Exercise details
State how many lines in the items below contain the string "trousers", treating uppercase and lowercase as distinct. Give only the number.

The input
*-*-*
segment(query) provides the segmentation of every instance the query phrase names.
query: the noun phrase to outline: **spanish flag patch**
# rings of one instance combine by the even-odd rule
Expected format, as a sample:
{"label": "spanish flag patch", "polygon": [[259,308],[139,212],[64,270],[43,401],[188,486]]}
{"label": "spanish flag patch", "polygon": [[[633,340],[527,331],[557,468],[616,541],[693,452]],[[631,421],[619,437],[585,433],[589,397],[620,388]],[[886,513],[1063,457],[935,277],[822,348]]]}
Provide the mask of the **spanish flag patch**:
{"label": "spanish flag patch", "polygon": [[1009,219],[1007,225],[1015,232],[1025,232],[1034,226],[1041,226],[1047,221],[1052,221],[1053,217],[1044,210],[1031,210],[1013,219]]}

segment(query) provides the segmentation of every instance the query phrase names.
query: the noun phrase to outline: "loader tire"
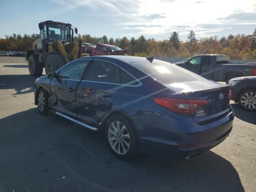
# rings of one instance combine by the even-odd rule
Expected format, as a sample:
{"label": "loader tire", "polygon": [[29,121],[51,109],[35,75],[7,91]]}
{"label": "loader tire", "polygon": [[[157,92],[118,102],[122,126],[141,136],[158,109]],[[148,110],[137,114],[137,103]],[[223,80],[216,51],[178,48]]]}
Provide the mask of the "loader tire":
{"label": "loader tire", "polygon": [[47,55],[44,62],[45,73],[56,71],[64,63],[60,56],[58,54],[51,54]]}
{"label": "loader tire", "polygon": [[43,66],[39,62],[38,55],[34,54],[28,58],[28,70],[31,76],[40,76],[43,72]]}

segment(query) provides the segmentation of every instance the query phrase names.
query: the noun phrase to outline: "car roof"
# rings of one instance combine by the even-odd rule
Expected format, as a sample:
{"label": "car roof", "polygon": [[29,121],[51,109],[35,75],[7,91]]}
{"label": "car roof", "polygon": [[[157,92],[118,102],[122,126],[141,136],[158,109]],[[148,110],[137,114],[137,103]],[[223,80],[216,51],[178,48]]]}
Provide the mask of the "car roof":
{"label": "car roof", "polygon": [[107,46],[107,47],[118,47],[117,46],[110,45],[109,44],[102,44],[101,43],[99,43],[99,44],[104,45],[105,46]]}
{"label": "car roof", "polygon": [[[128,55],[104,55],[100,56],[89,56],[88,57],[82,57],[78,59],[82,59],[83,58],[99,59],[100,58],[103,59],[104,58],[112,58],[128,63],[132,62],[141,62],[143,61],[147,61],[150,62],[150,61],[147,60],[147,58],[146,57],[136,57],[135,56],[129,56]],[[154,60],[157,60],[154,59]]]}
{"label": "car roof", "polygon": [[226,55],[221,55],[220,54],[201,54],[200,55],[194,55],[192,57],[195,57],[196,56],[227,56]]}

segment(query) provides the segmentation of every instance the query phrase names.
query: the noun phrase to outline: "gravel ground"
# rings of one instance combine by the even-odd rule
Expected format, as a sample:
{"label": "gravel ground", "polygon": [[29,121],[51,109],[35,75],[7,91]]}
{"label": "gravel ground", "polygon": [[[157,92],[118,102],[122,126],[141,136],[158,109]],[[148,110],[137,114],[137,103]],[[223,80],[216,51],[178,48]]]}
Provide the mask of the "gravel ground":
{"label": "gravel ground", "polygon": [[255,191],[255,112],[231,102],[236,117],[229,136],[190,160],[142,155],[124,162],[97,132],[40,115],[33,103],[37,77],[24,58],[5,57],[0,57],[6,61],[0,63],[0,192]]}
{"label": "gravel ground", "polygon": [[28,63],[25,57],[0,56],[0,63]]}

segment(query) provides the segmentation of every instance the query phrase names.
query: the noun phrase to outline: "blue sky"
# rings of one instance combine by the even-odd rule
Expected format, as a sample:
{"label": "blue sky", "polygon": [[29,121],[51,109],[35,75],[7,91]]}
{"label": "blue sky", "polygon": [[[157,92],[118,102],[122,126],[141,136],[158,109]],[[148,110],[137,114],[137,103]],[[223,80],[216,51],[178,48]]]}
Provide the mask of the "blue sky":
{"label": "blue sky", "polygon": [[256,1],[0,0],[0,38],[39,33],[39,22],[52,20],[71,23],[81,34],[114,38],[143,34],[162,40],[176,31],[185,41],[190,30],[198,38],[252,34],[256,28]]}

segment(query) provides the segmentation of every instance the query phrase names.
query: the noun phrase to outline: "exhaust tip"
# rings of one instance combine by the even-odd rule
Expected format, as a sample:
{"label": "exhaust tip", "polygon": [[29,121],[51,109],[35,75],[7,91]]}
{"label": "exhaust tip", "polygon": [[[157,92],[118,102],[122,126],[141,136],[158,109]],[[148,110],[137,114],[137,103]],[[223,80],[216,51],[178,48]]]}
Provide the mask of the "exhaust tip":
{"label": "exhaust tip", "polygon": [[197,152],[195,153],[193,153],[193,154],[188,156],[187,157],[185,158],[187,159],[191,159],[196,157],[196,156],[198,156],[201,153],[200,152]]}

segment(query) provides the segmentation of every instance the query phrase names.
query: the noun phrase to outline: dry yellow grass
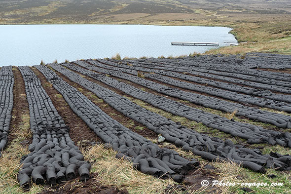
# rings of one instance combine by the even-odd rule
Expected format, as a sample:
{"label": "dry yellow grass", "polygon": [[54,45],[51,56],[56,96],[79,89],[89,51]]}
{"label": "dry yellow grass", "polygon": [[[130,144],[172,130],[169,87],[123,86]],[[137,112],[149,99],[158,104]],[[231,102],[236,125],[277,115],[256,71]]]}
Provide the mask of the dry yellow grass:
{"label": "dry yellow grass", "polygon": [[95,178],[98,184],[113,185],[137,194],[163,194],[167,186],[176,184],[171,179],[158,179],[135,170],[132,162],[115,158],[117,153],[102,144],[82,152],[85,159],[92,163],[91,172],[98,173]]}
{"label": "dry yellow grass", "polygon": [[[15,119],[13,117],[12,119]],[[9,136],[15,138],[8,143],[0,157],[0,193],[22,194],[23,190],[19,187],[17,176],[20,167],[21,157],[30,153],[27,145],[23,144],[24,141],[32,138],[30,129],[29,114],[21,116],[22,123],[19,125],[12,125]],[[42,187],[33,184],[31,190],[26,193],[34,194],[41,191]]]}

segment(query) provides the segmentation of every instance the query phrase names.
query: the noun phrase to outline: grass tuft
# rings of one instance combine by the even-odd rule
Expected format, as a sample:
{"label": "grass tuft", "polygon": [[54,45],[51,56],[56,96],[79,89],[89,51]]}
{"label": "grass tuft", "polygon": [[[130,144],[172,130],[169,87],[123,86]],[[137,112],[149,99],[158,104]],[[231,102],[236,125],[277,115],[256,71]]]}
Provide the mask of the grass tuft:
{"label": "grass tuft", "polygon": [[120,56],[120,54],[119,53],[116,53],[114,56],[112,56],[111,59],[114,60],[121,60],[121,56]]}
{"label": "grass tuft", "polygon": [[176,184],[171,179],[158,179],[135,170],[132,162],[115,158],[117,153],[111,149],[105,149],[103,144],[82,152],[85,159],[92,164],[91,172],[98,173],[98,175],[93,179],[98,184],[113,185],[133,194],[164,194],[168,186]]}

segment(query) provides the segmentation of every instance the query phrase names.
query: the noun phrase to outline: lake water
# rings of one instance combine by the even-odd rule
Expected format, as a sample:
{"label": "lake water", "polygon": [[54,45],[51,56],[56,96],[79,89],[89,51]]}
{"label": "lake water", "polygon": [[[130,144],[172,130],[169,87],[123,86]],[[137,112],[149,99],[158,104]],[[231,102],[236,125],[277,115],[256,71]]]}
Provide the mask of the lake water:
{"label": "lake water", "polygon": [[157,57],[203,53],[213,46],[171,45],[173,41],[237,43],[224,27],[143,25],[0,25],[0,66],[38,65],[109,57]]}

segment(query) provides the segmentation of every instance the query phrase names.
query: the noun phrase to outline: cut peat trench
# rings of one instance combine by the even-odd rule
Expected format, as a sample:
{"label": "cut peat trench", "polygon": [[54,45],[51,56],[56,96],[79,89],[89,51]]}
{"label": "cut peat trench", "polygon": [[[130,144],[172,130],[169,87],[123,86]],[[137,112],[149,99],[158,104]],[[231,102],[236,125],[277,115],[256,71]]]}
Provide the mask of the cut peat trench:
{"label": "cut peat trench", "polygon": [[[96,105],[98,106],[105,113],[109,116],[111,118],[117,120],[118,122],[121,123],[123,126],[129,128],[133,131],[144,136],[147,139],[152,140],[156,139],[157,138],[157,135],[152,131],[147,129],[146,126],[144,126],[142,124],[140,124],[137,121],[132,120],[130,118],[124,116],[121,113],[118,112],[114,108],[109,106],[108,104],[103,102],[103,100],[101,100],[102,99],[98,98],[95,94],[88,90],[87,89],[78,84],[77,83],[71,81],[70,79],[65,77],[65,76],[63,76],[59,72],[57,72],[54,70],[53,71],[54,71],[58,76],[64,79],[64,80],[66,81],[71,85],[77,88],[80,92],[81,92],[90,100],[93,102]],[[92,81],[91,80],[90,81]],[[103,83],[99,83],[98,82],[96,83],[101,85],[102,85],[102,84],[104,84]],[[104,85],[105,84],[104,84],[102,86],[105,87]],[[81,89],[80,89],[80,88]],[[116,91],[114,91],[114,92],[116,92]],[[143,129],[140,130],[139,129],[139,128],[143,128]]]}
{"label": "cut peat trench", "polygon": [[70,130],[69,134],[72,140],[77,145],[77,142],[84,140],[90,142],[103,142],[103,141],[89,128],[84,121],[71,109],[62,95],[46,81],[44,77],[35,68],[32,68],[40,80],[41,85],[51,99],[54,106],[59,115],[64,119]]}

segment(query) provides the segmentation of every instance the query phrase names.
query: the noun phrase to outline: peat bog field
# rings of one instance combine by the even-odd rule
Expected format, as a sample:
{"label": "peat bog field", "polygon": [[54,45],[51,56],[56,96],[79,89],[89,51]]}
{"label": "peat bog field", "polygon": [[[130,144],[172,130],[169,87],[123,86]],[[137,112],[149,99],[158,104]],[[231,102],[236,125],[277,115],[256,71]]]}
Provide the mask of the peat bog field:
{"label": "peat bog field", "polygon": [[1,193],[291,191],[290,55],[82,60],[0,78]]}

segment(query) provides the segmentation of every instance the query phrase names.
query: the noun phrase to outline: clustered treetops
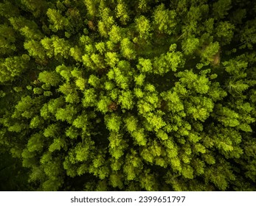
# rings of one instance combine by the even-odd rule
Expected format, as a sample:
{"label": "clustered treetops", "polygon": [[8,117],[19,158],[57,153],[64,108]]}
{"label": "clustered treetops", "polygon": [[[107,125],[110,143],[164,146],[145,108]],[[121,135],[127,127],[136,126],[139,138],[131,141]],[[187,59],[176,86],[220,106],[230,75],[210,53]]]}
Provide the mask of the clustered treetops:
{"label": "clustered treetops", "polygon": [[38,191],[255,191],[255,2],[1,1],[1,160]]}

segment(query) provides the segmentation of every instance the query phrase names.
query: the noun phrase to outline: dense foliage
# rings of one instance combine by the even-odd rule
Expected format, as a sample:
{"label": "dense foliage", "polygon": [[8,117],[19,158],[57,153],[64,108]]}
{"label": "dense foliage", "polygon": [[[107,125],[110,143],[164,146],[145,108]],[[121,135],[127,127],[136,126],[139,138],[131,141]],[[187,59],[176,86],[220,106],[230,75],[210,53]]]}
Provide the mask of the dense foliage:
{"label": "dense foliage", "polygon": [[1,1],[0,188],[255,191],[255,2]]}

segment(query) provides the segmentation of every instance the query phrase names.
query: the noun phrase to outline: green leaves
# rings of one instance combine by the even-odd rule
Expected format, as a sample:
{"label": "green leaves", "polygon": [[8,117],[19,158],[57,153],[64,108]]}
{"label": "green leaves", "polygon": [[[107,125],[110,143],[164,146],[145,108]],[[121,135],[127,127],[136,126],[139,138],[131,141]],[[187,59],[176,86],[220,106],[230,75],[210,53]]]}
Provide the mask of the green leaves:
{"label": "green leaves", "polygon": [[0,3],[0,146],[36,190],[255,190],[252,4],[32,1]]}

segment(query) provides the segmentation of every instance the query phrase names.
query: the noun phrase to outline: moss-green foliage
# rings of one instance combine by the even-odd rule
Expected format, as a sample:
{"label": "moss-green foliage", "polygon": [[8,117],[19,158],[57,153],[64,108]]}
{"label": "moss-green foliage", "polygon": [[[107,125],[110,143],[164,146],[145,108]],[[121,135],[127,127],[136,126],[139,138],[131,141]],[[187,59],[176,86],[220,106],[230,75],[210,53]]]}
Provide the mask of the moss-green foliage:
{"label": "moss-green foliage", "polygon": [[0,190],[256,190],[253,1],[1,1]]}

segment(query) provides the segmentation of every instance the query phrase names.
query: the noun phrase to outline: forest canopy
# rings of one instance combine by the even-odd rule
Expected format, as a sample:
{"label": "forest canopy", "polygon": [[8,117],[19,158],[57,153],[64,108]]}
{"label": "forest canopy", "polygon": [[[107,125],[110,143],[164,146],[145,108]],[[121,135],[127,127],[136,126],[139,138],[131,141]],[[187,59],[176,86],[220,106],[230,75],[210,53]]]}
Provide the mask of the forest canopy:
{"label": "forest canopy", "polygon": [[0,190],[256,191],[255,2],[1,1]]}

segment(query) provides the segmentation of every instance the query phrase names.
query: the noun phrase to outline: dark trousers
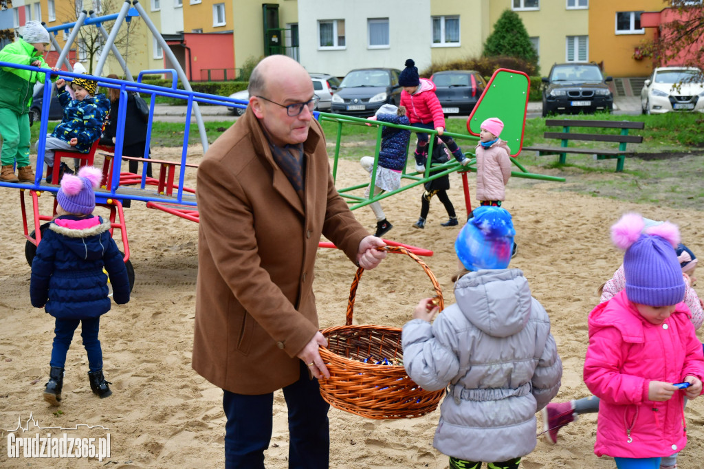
*-*-*
Exercise response
1